> _Directions for this task_:
Nothing outside the stretch is wanted. Repeat exactly the lines of the listing below from the one that contains "obj: embroidered monogram" through the one that contains "I'm staring at this trying to find the market", both ends included.

Data supplied START

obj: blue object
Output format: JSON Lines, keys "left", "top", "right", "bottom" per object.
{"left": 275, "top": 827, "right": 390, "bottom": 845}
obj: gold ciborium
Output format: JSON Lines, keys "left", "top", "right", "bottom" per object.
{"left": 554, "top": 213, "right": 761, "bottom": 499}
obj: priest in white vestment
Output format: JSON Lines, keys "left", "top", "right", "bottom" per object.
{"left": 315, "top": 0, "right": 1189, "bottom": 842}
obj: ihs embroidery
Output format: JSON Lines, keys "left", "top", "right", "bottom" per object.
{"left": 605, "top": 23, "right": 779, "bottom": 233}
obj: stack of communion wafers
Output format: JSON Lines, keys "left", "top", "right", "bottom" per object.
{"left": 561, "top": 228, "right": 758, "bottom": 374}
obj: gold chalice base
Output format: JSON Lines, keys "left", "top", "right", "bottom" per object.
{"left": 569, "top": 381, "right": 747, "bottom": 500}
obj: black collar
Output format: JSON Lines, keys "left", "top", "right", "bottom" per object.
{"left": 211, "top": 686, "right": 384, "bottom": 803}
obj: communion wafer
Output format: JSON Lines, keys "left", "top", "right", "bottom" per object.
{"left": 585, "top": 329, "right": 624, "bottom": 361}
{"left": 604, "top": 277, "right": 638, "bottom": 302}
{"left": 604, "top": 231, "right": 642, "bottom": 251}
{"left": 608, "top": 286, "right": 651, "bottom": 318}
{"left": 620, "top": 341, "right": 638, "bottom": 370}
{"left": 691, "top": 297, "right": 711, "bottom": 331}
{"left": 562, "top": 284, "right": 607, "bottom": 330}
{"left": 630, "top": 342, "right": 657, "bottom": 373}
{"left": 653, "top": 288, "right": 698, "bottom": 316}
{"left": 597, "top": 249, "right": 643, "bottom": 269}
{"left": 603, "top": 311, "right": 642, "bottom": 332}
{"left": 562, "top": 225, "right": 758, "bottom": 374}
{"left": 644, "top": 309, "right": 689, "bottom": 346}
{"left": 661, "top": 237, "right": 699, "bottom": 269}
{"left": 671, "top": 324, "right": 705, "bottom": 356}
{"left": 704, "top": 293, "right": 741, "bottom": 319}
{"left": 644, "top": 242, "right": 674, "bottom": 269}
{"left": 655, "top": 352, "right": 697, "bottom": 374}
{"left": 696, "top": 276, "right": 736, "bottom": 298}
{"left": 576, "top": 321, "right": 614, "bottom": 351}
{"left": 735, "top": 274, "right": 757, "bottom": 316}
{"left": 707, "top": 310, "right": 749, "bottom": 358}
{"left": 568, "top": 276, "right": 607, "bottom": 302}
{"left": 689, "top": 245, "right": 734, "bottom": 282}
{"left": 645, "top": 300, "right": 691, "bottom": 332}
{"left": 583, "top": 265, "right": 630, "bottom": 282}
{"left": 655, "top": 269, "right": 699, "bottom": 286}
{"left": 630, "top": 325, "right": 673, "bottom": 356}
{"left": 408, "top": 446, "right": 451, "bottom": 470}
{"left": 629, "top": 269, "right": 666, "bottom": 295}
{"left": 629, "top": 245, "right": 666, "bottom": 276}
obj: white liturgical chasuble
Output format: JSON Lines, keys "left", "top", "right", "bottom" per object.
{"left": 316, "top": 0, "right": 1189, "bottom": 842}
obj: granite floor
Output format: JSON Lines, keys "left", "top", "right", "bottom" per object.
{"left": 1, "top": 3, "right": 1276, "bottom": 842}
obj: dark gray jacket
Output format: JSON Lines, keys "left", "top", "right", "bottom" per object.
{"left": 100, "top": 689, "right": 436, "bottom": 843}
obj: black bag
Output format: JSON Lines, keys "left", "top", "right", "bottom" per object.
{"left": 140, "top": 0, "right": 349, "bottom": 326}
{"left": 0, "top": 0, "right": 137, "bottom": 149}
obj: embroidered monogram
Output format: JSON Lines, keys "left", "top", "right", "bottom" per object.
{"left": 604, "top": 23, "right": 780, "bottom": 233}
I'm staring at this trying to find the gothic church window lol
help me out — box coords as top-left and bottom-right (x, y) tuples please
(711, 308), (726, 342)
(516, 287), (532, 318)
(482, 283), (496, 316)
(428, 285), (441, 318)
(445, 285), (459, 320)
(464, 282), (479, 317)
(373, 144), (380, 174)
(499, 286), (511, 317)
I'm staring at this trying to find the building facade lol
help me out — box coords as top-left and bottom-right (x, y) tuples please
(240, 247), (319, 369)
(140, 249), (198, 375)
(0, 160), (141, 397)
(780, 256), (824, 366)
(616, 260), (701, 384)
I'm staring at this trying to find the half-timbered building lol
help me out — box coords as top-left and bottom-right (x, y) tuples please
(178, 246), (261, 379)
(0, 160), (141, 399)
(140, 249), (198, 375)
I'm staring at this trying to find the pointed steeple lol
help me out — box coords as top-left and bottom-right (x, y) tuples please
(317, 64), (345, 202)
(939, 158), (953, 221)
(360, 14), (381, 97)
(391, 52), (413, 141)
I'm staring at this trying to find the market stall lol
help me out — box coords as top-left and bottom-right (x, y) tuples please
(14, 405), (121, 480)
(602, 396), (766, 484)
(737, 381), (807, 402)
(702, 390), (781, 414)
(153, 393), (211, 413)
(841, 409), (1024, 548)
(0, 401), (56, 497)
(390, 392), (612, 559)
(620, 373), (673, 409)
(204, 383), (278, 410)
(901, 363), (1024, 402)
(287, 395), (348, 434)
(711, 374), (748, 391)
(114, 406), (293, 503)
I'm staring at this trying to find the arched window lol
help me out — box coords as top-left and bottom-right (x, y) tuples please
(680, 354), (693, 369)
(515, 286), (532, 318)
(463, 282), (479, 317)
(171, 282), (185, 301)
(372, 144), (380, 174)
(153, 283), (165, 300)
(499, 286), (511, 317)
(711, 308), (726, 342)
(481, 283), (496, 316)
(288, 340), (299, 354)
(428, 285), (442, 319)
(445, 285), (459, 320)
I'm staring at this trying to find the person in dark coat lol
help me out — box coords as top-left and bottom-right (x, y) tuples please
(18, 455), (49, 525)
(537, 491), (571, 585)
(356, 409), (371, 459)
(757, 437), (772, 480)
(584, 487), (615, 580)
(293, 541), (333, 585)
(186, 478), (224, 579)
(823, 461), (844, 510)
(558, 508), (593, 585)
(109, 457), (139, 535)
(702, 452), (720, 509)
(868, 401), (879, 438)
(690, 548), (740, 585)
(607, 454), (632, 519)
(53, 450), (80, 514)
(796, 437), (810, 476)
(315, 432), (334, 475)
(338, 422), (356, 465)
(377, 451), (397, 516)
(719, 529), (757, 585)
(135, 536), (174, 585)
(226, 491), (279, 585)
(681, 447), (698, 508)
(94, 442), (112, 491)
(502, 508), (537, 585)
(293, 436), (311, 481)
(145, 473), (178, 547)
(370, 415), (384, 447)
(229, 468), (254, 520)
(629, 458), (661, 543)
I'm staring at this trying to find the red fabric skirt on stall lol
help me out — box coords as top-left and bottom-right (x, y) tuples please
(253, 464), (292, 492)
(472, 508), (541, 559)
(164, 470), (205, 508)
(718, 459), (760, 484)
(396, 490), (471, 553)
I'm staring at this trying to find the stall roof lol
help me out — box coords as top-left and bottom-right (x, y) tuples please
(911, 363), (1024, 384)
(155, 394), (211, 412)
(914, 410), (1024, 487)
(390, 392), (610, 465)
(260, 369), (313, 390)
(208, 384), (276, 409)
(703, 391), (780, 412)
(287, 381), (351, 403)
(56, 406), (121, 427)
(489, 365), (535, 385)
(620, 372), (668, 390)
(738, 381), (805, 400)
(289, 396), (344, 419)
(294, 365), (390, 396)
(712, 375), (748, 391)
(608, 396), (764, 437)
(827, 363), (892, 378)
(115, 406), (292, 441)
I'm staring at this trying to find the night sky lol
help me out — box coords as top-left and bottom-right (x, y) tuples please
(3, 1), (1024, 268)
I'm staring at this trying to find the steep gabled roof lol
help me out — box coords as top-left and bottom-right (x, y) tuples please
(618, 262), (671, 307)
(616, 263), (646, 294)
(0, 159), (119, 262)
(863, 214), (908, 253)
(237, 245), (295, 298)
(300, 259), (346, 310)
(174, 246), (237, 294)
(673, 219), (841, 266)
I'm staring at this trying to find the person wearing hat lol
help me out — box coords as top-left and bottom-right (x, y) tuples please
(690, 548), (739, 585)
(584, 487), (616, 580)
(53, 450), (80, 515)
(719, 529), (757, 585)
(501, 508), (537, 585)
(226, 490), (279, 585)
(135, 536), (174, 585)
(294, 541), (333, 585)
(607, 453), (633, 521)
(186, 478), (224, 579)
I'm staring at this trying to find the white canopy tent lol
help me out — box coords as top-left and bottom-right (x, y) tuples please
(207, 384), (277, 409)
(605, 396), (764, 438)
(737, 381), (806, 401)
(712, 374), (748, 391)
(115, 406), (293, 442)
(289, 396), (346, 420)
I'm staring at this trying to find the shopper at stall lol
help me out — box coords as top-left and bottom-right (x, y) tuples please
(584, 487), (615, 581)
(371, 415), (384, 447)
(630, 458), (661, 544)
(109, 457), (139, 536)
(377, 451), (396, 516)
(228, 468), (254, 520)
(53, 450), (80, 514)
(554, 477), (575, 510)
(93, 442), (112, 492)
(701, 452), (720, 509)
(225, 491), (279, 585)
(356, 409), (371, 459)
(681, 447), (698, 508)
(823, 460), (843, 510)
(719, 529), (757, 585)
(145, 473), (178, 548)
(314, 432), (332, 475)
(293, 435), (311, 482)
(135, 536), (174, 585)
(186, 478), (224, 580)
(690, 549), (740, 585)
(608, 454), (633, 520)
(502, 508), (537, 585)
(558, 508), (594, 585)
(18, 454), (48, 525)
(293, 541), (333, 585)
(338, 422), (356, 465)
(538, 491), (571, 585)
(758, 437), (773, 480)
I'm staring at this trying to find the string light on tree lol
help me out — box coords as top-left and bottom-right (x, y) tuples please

Data supplied END

> _Output below_:
obj: embroidered monogram
Output format: JSON Lines, keys "left", "top", "right", "bottom" per object.
{"left": 604, "top": 23, "right": 780, "bottom": 233}
I'm staring at this trying to find the gothic church window lol
help me out — box coords as top-left and bottom-right (x, y) tuples please
(711, 308), (726, 342)
(516, 287), (532, 318)
(482, 283), (496, 316)
(428, 285), (441, 318)
(445, 285), (459, 320)
(464, 282), (479, 317)
(373, 144), (380, 174)
(499, 286), (511, 317)
I'm staring at this trying to find the building facade lol
help me out — box coords as top-left and bottom-right (x, y) tuples please
(240, 247), (319, 369)
(140, 249), (198, 375)
(0, 160), (141, 397)
(780, 256), (824, 366)
(616, 260), (701, 384)
I'm staring at this trying to find the half-timbered building lol
help me out — box coords as top-left and bottom-right (x, y) tuples please
(178, 246), (261, 379)
(0, 160), (141, 399)
(140, 249), (198, 375)
I'm staring at this trying to find the pointed steeple lol
help me out — box coords as top-left and bottom-right (x, y) tuples please
(317, 64), (345, 202)
(939, 158), (953, 221)
(360, 14), (381, 97)
(391, 52), (413, 141)
I'm staring at this trying to find the market stall lol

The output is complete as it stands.